REQUIREMENT: Rewrite the data below as a numbered list, one line per item, and leave out the blank lines.

EXTRACTED MATERIAL:
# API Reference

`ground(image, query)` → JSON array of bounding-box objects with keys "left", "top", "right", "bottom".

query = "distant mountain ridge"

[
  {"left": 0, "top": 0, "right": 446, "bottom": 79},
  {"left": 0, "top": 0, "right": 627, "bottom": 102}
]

RESPONSE:
1. # API Reference
2. `ground(image, query)` → JSON array of bounding-box objects with keys "left", "top", "right", "bottom".
3. query = "distant mountain ridge"
4. [
5.   {"left": 0, "top": 0, "right": 446, "bottom": 79},
6.   {"left": 0, "top": 0, "right": 627, "bottom": 102}
7. ]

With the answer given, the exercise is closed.